Reproduce the data starting at the line that contains "Indicate each instance of the green grass with" and ending at the final line of the data, substituting "branch" for "twig" and leaving everything else unchanged.
▼
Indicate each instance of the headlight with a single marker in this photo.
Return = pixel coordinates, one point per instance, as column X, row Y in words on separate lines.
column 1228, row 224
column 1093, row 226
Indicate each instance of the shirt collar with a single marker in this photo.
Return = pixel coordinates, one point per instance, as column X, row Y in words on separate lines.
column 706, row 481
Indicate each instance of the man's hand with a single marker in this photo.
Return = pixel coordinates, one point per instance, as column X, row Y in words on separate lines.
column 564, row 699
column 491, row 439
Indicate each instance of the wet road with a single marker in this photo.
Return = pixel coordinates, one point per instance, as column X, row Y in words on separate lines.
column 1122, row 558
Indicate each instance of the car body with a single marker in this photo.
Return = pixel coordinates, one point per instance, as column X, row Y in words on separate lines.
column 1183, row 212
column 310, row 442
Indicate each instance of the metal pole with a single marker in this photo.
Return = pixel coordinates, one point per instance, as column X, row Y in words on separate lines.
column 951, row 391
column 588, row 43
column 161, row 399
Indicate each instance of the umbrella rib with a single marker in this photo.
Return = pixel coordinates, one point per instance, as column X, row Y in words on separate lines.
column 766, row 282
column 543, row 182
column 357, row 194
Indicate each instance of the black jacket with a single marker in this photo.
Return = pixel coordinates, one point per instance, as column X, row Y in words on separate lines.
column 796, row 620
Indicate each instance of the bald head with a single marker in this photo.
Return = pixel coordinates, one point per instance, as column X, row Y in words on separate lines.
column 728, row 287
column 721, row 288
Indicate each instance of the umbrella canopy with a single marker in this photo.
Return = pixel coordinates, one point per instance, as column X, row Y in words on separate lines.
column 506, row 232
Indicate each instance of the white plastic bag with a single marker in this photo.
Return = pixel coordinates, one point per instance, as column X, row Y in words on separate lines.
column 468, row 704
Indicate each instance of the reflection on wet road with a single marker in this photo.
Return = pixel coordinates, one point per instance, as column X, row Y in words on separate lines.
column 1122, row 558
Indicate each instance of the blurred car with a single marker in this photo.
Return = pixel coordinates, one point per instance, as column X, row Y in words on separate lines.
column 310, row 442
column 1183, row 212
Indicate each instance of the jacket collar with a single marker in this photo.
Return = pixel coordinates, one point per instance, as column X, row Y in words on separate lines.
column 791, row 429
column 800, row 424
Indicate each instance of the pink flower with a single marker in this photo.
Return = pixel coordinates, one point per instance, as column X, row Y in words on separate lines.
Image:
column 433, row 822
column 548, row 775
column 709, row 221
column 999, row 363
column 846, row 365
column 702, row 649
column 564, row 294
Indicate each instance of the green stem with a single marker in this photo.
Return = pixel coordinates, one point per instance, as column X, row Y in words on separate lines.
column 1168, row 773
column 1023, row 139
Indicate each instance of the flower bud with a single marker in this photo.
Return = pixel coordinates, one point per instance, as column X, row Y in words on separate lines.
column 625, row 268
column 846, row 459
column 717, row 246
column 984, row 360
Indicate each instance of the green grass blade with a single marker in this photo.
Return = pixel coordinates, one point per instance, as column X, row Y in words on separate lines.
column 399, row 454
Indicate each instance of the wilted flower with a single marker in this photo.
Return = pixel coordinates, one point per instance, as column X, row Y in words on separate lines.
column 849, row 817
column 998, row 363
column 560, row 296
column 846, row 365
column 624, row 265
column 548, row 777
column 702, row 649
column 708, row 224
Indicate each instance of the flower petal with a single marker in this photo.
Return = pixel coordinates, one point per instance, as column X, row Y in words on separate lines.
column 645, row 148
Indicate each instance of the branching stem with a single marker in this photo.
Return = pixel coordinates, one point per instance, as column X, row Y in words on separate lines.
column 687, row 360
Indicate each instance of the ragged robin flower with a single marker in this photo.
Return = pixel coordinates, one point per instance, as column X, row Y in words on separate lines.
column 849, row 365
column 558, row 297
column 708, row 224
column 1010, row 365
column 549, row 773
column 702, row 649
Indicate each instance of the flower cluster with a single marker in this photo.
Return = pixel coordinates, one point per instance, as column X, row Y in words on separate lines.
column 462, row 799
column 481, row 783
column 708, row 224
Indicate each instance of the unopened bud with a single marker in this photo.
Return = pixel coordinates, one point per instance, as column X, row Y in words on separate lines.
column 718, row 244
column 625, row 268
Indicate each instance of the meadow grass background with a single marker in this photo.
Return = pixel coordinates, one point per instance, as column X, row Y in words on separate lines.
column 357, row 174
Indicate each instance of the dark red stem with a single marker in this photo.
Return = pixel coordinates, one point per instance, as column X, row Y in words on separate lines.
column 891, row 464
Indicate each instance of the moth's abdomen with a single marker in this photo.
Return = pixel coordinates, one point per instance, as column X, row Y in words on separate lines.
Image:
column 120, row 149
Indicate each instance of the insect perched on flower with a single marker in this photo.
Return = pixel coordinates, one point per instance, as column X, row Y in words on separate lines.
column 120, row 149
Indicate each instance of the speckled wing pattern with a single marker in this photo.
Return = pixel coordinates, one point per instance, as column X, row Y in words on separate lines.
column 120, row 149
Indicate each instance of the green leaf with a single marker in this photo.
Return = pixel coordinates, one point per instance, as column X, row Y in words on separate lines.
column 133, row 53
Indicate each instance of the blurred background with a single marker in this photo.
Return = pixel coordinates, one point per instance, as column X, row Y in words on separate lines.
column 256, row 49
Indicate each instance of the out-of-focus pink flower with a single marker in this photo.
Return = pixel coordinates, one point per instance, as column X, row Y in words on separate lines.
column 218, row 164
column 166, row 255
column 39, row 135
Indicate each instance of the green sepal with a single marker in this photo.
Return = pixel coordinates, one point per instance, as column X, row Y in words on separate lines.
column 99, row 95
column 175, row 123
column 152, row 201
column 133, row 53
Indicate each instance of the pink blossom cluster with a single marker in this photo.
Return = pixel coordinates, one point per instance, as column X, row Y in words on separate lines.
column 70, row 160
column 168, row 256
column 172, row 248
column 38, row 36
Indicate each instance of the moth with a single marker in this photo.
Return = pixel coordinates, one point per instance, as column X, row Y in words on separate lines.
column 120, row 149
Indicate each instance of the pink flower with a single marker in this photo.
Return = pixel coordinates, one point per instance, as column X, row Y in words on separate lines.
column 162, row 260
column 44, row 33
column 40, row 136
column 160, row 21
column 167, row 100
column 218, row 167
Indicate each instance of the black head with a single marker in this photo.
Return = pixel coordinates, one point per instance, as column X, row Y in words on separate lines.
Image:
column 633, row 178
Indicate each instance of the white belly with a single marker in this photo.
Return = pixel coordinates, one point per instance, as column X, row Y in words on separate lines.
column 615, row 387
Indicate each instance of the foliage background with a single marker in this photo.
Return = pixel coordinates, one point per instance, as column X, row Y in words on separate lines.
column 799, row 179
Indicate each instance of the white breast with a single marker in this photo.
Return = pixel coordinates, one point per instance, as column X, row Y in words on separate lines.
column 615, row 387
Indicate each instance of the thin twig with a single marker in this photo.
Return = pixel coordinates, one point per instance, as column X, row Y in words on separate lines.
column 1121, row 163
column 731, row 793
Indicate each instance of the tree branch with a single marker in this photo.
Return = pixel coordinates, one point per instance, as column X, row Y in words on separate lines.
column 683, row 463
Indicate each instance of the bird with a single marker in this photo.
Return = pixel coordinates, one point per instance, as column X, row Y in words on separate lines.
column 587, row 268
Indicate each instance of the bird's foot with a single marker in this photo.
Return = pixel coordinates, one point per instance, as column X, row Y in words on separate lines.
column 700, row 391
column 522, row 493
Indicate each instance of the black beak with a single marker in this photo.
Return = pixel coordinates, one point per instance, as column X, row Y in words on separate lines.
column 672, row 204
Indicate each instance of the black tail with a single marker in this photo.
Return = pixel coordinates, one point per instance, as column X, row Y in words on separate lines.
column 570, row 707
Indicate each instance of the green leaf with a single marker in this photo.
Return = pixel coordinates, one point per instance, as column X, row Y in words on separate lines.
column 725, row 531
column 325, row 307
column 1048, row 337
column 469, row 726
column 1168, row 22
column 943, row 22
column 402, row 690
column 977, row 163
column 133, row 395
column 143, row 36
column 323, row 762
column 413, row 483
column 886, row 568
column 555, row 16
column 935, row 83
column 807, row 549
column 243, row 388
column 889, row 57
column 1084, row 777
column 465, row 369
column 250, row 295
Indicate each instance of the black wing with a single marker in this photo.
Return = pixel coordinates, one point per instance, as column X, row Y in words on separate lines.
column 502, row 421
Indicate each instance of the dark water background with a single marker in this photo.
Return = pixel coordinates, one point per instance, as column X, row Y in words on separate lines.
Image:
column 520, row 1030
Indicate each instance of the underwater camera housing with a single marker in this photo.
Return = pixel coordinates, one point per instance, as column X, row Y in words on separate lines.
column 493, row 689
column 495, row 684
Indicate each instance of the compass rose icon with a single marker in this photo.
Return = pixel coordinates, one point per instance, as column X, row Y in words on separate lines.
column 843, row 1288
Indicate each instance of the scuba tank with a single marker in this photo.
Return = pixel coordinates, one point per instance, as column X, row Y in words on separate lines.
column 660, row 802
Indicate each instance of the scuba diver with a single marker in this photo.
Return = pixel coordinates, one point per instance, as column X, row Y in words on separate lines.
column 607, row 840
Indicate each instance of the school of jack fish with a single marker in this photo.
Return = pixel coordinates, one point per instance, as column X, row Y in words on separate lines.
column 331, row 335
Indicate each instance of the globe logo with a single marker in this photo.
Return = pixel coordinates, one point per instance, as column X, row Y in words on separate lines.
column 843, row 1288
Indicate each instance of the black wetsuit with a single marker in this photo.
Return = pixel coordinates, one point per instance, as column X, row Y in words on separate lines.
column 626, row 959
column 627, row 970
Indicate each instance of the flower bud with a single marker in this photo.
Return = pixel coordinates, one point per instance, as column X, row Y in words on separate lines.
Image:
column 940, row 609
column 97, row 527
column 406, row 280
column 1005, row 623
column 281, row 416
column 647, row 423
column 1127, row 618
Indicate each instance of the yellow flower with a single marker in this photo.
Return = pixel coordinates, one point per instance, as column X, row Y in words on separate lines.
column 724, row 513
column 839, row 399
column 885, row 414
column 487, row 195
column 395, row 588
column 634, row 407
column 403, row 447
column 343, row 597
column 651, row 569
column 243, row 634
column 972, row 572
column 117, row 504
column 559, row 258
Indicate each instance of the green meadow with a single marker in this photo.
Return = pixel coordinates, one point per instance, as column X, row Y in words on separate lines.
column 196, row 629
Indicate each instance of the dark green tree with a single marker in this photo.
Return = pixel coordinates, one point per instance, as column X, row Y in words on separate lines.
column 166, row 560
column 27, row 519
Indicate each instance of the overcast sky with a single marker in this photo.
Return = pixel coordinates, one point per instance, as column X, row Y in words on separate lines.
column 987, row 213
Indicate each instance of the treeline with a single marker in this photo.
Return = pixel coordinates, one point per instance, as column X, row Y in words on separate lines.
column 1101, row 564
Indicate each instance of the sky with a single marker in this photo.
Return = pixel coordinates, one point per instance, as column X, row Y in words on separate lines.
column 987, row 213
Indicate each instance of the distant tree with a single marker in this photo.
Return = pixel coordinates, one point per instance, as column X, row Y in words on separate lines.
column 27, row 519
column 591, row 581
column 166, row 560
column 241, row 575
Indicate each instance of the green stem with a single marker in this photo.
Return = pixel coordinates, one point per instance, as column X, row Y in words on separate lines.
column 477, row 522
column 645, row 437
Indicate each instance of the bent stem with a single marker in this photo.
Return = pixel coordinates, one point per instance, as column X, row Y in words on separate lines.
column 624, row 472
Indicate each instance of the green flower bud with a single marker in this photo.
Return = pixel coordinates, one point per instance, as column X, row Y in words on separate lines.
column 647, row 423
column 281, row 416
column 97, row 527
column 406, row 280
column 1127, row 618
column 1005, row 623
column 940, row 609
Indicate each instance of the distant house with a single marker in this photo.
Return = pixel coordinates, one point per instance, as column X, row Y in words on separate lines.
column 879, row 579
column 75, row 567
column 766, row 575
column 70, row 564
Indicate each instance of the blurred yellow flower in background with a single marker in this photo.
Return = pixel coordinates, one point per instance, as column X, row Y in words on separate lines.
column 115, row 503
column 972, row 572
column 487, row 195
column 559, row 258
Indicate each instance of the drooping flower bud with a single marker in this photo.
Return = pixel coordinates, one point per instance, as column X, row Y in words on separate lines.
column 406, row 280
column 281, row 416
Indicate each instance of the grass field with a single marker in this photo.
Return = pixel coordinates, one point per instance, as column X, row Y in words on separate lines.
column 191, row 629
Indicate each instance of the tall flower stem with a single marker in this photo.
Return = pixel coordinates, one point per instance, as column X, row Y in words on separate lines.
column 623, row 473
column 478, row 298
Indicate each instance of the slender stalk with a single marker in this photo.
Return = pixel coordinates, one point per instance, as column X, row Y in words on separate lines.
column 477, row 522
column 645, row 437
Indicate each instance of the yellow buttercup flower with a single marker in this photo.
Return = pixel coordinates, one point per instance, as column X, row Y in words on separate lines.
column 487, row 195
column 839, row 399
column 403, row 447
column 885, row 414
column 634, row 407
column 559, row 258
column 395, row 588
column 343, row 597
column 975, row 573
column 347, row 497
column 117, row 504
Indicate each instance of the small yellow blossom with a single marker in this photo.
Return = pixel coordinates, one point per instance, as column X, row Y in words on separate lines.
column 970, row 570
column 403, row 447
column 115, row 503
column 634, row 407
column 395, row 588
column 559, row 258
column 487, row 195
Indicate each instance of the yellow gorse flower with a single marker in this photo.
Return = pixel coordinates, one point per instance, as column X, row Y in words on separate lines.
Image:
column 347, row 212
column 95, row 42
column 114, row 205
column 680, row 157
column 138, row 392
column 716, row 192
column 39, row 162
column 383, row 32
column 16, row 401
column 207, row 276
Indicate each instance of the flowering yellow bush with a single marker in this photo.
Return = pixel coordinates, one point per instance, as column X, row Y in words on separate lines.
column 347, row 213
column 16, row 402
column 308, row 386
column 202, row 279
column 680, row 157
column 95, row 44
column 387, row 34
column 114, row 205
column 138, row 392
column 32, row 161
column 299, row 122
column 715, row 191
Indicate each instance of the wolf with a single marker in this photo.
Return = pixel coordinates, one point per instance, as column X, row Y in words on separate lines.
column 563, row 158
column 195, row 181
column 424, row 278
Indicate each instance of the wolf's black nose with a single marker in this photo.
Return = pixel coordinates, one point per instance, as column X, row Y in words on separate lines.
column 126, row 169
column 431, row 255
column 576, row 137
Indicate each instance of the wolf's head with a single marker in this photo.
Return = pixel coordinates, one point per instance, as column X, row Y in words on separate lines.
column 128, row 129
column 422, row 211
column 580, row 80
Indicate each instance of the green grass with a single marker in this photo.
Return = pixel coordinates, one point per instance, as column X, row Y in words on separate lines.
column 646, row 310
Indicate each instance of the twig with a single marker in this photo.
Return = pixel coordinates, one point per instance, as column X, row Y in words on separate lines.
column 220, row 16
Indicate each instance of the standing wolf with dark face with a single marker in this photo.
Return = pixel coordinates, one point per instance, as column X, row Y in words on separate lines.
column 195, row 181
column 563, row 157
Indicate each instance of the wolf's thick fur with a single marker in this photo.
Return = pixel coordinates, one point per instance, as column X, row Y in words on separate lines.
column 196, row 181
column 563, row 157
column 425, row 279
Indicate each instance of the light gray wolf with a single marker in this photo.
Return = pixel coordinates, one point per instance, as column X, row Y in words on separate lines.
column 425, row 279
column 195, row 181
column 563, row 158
▲
→ WRITTEN RESPONSE:
Indicate each instance of the green grass with a single marker in this photo.
Return = pixel coordinates, one point per instance, as column X, row Y in words on separate lines.
column 646, row 310
Indicate each instance of the branch with a single marker in this photo.
Return = pixel coordinates, one point per instance, as column X, row Y in words on separate lines.
column 220, row 16
Indicate each instance of the standing wolf with dark face with a single marker in this photo.
Return = pixel coordinates, one point per instance, as column X, row Y in words on separate lines.
column 195, row 181
column 563, row 157
Indicate each instance of the wolf's thick fur with a single marker in this photo.
Return = pixel coordinates, one point per instance, as column X, row Y in words on separate lines.
column 196, row 181
column 563, row 157
column 425, row 279
Indicate each instance of the light gray wolf with a single marker in this photo.
Return = pixel coordinates, one point per instance, as column X, row Y in words on separate lines.
column 425, row 279
column 195, row 181
column 563, row 158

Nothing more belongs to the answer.